(Named object pointing entries)
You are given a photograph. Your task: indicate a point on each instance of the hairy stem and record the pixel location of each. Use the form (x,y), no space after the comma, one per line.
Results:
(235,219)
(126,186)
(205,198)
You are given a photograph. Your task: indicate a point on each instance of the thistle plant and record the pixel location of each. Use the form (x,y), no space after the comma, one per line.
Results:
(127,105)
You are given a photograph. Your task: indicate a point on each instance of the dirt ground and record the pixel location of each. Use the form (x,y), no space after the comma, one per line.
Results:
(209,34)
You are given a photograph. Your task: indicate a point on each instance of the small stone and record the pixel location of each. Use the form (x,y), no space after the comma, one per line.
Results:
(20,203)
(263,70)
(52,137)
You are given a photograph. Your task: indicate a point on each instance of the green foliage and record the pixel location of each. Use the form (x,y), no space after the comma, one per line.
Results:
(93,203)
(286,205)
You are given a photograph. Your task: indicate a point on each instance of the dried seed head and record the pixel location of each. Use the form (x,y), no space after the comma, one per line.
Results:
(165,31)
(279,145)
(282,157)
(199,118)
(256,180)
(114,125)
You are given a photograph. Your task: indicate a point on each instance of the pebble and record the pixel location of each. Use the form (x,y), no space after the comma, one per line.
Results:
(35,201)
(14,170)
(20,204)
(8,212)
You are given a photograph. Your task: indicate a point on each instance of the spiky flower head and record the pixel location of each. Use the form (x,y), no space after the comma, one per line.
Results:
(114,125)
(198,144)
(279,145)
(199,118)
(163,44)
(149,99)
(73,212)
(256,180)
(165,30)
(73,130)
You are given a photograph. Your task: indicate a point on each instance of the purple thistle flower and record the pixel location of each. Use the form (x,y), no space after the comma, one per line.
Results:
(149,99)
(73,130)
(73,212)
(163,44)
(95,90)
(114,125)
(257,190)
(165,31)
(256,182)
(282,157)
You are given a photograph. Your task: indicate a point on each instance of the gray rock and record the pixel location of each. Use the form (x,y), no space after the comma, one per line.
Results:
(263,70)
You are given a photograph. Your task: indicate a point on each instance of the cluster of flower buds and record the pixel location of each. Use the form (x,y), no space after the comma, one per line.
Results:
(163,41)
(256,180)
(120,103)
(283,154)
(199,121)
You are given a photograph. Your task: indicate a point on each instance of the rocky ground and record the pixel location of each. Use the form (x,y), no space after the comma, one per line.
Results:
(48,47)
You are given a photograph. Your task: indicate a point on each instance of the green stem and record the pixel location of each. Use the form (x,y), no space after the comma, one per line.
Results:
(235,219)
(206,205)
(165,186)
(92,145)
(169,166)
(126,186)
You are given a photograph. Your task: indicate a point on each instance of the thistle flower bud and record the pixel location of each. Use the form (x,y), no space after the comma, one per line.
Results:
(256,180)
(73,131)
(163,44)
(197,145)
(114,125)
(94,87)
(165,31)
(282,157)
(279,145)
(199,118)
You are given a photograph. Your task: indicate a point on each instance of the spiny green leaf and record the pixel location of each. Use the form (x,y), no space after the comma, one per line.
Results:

◆ Exercise brief:
Everything from the line containing "the green stem" to the last line of the entries above should be quoted exactly, and only that.

◆ Result of this exercise:
You are given a photograph. Your task: indicate a point on each instance of the green stem and record the pixel location of each. Use the form (x,y), no space after the comma, one per line.
Results:
(235,219)
(206,205)
(165,186)
(92,145)
(169,166)
(126,186)
You are given a photograph. Your task: indicate a point on each instance of the thistle flower bud and record the pixel location of each. Use the form (x,y), no space after the comma, one per line.
Results:
(256,180)
(73,131)
(163,44)
(197,145)
(114,125)
(94,87)
(165,31)
(282,157)
(279,145)
(199,118)
You are given a photograph. Your task: indicate a point on each instance of the spiny green leaf and record the pixel location of each. Use the form (x,y), no space after the comma, one per line.
Results:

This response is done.